ТЕКСТ:
· · · ·

Единственные люди, которые молчат о том, что только героическая верность и стойкость тысяч неизвестных людей спасла Церковь от совершенного разрушения – это мы. И мы могли бы хоть какой-нибудь фразой в нашем Послании, не говоря о новомучениках, не употребляя таких слов, которые, может быть, оскорбят чей-то слух, указать на то, что мы благодарим Бога, что за все XX столетие в Русской Православной Церкви оказались свидетели веры, которые до крови, до плахи, до жизни, до муки сумели остаться верными Христу, Который искупил их и спас, и этим они прибавили к сиянию и святости в Русской Церкви[70].

Другую позицию представлял митрополит Коломенский и Крутицкий Ювеналий (Поярков), считавший, что канонизация требует крайне осторожного подхода. В 1917 году, говорил он, у Русской церкви возник острый политический конфликт с государством. Но он не отражает суть тогдашних отношений церкви и государства, ведь «многие верующие принимали активное участие в революции». Канонизация необходима, но как духовный акт, и не может быть навязана Церкви антипатриотическими силами, не может быть продолжением политического конфликта, считал он:

Когда мы готовились к празднованию тысячелетия Крещения Руси, то мы намеревались включить в программу празднования и канонизацию святых. И за рубежом говорили о канонизации, но не в том духовном смысле, какой она имела на протяжении тысячелетней истории, а в первую очередь спрашивали: будут ли канонизованы новомученики российские, то есть жертвы периода культа личности Сталина и всей советской эпохи, как это сделала зарубежная Русская Церковь. И если бы мы сделали этот шаг, мы практически чисто религиозный акт канонизации превратили бы в политическую акцию, которая не разделялась бы не только атеистами, она бы и верующими не разделялась, потому что верующие – искренние патриоты своей родины и советской власти[71].

· · · ·

ВЫДЕРЖКА ИЗ ДАННЫХ:

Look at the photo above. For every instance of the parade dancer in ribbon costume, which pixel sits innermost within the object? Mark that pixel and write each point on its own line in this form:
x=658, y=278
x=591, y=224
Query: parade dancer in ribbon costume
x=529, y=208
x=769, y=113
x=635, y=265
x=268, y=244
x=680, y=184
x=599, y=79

· · · ·

УСЛОВИЯ ЗАДАНИЯ: Перепечатайте фрагмент текста о канонизации, начиная со слов «Когда мы готовились» и заканчивая словами «и советской власти[71].». Материал для работы не понадобится.

ОТВЕТ:
Когда мы готовились к празднованию тысячелетия Крещения Руси, то мы намеревались включить в программу празднования и канонизацию святых. И за рубежом говорили о канонизации, но не в том духовном смысле, какой она имела на протяжении тысячелетней истории, а в первую очередь спрашивали: будут ли канонизованы новомученики российские, то есть жертвы периода культа личности Сталина и всей советской эпохи, как это сделала зарубежная Русская Церковь. И если бы мы сделали этот шаг, мы практически чисто религиозный акт канонизации превратили бы в политическую акцию, которая не разделялась бы не только атеистами, она бы и верующими не разделялась, потому что верующие – искренние патриоты своей родины и советской власти[71].